Point-based annotation data:

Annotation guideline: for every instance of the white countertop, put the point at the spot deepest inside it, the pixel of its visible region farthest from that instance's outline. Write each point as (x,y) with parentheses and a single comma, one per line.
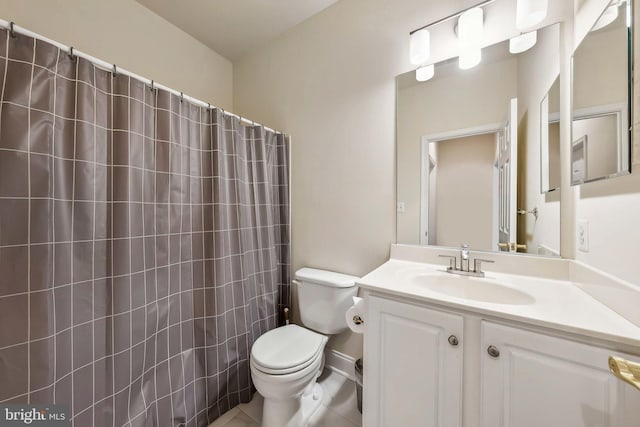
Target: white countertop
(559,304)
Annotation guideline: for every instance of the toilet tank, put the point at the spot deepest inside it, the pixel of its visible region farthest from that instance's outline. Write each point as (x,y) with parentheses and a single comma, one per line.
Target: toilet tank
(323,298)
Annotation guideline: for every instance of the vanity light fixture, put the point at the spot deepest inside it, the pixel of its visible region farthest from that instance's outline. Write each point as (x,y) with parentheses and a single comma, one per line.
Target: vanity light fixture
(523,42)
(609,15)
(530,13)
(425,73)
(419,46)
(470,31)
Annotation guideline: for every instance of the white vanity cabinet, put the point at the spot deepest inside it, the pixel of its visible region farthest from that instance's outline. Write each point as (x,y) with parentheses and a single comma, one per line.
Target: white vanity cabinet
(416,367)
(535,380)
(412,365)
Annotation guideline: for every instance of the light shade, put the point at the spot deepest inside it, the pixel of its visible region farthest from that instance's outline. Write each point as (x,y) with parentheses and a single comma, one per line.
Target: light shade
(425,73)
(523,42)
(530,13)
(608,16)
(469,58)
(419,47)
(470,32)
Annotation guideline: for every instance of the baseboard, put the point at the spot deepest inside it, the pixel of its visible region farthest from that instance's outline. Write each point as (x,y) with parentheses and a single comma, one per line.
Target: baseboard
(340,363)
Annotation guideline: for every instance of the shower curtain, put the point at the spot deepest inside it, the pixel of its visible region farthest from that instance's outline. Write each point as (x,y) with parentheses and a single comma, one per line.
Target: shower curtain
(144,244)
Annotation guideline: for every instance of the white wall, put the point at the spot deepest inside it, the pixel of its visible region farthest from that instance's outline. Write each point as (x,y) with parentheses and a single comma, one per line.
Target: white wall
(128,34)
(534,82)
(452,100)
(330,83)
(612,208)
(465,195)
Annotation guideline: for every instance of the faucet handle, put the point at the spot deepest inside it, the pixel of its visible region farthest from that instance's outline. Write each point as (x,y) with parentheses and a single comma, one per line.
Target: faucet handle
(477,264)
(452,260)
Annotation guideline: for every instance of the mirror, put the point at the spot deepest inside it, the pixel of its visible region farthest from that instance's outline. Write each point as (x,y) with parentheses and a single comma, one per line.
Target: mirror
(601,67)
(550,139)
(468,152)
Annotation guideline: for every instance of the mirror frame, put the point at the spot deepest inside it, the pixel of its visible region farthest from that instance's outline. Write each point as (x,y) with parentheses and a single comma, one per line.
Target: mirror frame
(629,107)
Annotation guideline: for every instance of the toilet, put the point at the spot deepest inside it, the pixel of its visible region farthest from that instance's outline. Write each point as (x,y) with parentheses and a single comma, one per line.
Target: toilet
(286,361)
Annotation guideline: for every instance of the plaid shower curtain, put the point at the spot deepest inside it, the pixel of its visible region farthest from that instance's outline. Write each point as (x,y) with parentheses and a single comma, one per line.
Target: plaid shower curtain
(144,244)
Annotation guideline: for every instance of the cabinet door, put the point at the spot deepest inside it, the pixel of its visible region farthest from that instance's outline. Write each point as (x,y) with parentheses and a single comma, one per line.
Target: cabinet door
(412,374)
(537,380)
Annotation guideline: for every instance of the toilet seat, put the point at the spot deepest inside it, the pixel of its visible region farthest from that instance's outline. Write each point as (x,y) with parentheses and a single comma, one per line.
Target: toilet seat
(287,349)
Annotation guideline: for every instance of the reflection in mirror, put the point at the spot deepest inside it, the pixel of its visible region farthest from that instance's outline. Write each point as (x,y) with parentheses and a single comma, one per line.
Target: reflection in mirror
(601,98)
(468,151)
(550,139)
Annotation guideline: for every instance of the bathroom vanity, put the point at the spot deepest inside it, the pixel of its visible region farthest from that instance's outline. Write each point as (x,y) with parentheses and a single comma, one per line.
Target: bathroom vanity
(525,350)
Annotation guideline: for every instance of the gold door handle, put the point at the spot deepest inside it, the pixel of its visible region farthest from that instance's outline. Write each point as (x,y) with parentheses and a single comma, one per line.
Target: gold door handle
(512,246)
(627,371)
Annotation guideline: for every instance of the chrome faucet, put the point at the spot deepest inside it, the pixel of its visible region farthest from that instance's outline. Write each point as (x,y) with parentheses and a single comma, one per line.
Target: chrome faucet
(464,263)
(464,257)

...

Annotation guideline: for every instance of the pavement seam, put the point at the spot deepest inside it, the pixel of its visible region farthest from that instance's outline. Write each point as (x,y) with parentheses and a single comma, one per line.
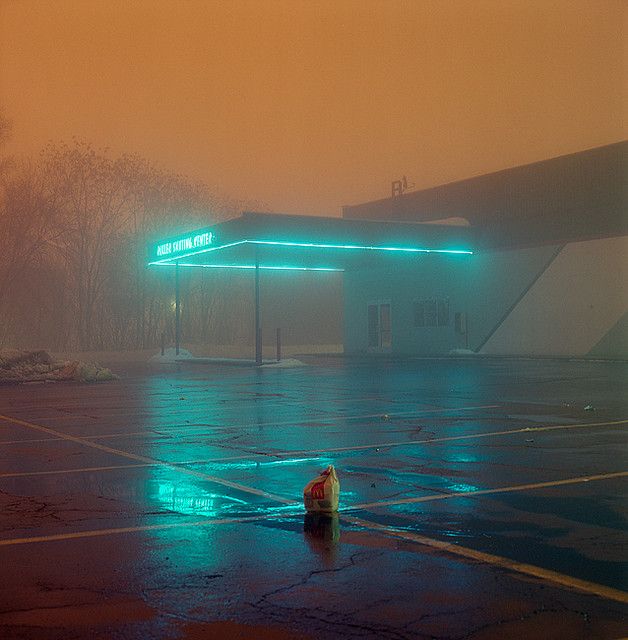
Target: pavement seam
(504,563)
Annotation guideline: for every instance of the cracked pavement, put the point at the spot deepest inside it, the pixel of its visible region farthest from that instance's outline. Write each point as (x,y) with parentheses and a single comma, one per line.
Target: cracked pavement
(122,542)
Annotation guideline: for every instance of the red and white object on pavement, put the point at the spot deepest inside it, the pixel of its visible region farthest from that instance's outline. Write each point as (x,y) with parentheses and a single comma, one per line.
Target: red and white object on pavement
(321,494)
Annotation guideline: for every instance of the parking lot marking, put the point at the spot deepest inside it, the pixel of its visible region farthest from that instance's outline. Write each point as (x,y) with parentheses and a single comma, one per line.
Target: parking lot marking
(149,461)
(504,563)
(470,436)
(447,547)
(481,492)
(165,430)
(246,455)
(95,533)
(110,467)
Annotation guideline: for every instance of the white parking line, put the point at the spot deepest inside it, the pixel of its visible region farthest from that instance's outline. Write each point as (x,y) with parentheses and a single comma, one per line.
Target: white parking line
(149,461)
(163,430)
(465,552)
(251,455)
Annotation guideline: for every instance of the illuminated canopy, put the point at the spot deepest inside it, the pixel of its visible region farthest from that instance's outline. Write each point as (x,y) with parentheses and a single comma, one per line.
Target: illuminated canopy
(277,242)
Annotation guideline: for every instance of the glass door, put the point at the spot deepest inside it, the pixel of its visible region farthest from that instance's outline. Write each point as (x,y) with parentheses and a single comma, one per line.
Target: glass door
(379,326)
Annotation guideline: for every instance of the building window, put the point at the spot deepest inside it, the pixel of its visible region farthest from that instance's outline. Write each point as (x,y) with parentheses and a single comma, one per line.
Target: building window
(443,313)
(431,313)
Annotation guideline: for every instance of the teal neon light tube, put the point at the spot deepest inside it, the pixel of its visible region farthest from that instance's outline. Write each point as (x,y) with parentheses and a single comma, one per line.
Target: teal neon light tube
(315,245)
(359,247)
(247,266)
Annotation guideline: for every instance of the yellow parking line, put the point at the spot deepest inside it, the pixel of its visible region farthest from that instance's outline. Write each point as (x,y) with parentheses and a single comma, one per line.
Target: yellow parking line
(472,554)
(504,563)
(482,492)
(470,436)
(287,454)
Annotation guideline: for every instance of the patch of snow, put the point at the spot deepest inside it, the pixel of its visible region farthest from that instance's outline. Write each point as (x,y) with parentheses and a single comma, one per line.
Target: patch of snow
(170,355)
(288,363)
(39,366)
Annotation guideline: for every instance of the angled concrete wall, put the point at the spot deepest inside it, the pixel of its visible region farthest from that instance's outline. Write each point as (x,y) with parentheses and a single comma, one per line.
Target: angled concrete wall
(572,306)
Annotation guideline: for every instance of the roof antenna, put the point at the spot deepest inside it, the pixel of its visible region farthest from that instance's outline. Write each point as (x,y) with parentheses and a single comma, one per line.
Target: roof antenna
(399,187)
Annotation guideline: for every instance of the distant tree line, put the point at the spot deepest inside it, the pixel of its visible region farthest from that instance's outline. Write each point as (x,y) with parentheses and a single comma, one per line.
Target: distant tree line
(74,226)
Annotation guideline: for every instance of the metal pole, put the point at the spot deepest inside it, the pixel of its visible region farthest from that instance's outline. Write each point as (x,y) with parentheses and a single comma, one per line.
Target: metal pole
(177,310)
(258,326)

Exercise requirements: Locate every line in the entries above that contains the word "tube", and copy each of those lines in full.

Reply:
Annotation guideline: for every instance of the teal neon light tube, put the point at the spot deepest inside it, the pixel of its visible region farthest from that instance's outline. Write each point as (x,y) with parentheses and a single comma, one per line.
Target: teal neon light tube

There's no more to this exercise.